## TEXTAUSZUG
————
Zusätzliche Hinweise zur Chemoprävention bei latenter tuberkulöser Infektion

Kinder und Jugendliche mit positivem immunodiagnostischem Testbefund, unauffälliger Thoraxröntgenaufnahme und ohne klinische Symptome bzw. sonstige Hinweise auf das Vorliegen einer Organtuberkulose sollen gemäß aktuellen Empfehlungen eine präventive Therapie der LTBI erhalten. Diese senkt bei guter Compliance das Risiko der Progression zur aktiven TB um 94 % im ersten Jahr [19]. Die Behandlung erfolgt mit Isoniazid (10 mg/kgKG einmal täglich p.o., maximale Tagesdosis 300 mg) für 9 Monate. Alternativ kann Isoniazid (10 mg/kgKG einmal täglich p.o., maximale Tagesdosis 300 mg) plus Rifampicin (15 mg/kgKG einmal täglich p.o, maximale Tagesdosis 600 mg) für 3 Monate empfohlen werden (Dosierung entsprechend den Empfehlungen der European Medicines Agency, [20]). Beide Behandlungsstrategien sind gleich effektiv, und in einer systematischen Übersichtsarbeit fand sich bei einer Kombinationstherapie kein Hinweis auf ein erhöhtes Risiko einer Hepatotoxizität [21]. Da die kürzere Therapiedauer der Kombination (Isoniazid und Rifampicin für 3 Monate) zur Verbesserung der Compliance beitragen kann, sollte dieses Regime bei asylsuchenden Kindern und Jugendlichen bevorzugt werden [21].
————
## BEREITGESTELLTE DATENSÄTZE

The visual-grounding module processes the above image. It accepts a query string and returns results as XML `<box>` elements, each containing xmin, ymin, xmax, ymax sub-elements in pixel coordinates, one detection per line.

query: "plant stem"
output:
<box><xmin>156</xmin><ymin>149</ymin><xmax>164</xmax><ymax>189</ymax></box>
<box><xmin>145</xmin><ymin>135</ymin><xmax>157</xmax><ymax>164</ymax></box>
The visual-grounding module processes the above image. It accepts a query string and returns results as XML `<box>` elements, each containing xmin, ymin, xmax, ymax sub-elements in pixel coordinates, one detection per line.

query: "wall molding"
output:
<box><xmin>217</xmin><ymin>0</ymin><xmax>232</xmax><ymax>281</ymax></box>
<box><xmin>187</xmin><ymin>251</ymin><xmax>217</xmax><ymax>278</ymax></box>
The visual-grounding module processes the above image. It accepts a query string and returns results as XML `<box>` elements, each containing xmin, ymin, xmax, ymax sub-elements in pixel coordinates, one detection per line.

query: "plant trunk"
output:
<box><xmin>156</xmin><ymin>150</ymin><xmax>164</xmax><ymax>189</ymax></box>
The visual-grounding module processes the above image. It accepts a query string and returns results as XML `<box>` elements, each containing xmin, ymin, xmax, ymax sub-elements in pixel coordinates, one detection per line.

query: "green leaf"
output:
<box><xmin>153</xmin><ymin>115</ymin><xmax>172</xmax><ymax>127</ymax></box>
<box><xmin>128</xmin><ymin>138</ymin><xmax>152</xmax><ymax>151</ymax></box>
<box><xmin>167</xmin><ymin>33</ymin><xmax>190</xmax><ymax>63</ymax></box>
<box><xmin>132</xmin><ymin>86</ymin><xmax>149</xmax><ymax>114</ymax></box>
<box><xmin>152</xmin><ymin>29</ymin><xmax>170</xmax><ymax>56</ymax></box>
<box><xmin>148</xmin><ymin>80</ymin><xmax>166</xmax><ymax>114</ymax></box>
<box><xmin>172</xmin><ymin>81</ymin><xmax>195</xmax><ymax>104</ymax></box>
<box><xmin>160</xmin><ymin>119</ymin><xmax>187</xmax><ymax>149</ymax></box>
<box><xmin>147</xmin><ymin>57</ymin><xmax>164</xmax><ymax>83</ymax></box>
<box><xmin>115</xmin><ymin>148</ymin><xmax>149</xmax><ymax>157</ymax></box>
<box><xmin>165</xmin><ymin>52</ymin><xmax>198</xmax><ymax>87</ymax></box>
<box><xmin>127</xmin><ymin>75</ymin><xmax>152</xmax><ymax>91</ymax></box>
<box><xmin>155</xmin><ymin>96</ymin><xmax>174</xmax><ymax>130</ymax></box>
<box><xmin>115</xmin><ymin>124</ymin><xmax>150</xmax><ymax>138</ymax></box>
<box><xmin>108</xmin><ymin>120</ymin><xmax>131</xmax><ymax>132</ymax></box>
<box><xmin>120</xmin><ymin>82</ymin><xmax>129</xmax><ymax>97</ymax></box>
————
## ARBEITSANWEISUNG
Gib den Auszug zur Chemoprävention bei latenter tuberkulöser Infektion vollständig und wortgetreu wieder.

## ERGEBNIS
Zusätzliche Hinweise zur Chemoprävention bei latenter tuberkulöser Infektion

Kinder und Jugendliche mit positivem immunodiagnostischem Testbefund, unauffälliger Thoraxröntgenaufnahme und ohne klinische Symptome bzw. sonstige Hinweise auf das Vorliegen einer Organtuberkulose sollen gemäß aktuellen Empfehlungen eine präventive Therapie der LTBI erhalten. Diese senkt bei guter Compliance das Risiko der Progression zur aktiven TB um 94 % im ersten Jahr [19]. Die Behandlung erfolgt mit Isoniazid (10 mg/kgKG einmal täglich p.o., maximale Tagesdosis 300 mg) für 9 Monate. Alternativ kann Isoniazid (10 mg/kgKG einmal täglich p.o., maximale Tagesdosis 300 mg) plus Rifampicin (15 mg/kgKG einmal täglich p.o, maximale Tagesdosis 600 mg) für 3 Monate empfohlen werden (Dosierung entsprechend den Empfehlungen der European Medicines Agency, [20]). Beide Behandlungsstrategien sind gleich effektiv, und in einer systematischen Übersichtsarbeit fand sich bei einer Kombinationstherapie kein Hinweis auf ein erhöhtes Risiko einer Hepatotoxizität [21]. Da die kürzere Therapiedauer der Kombination (Isoniazid und Rifampicin für 3 Monate) zur Verbesserung der Compliance beitragen kann, sollte dieses Regime bei asylsuchenden Kindern und Jugendlichen bevorzugt werden [21].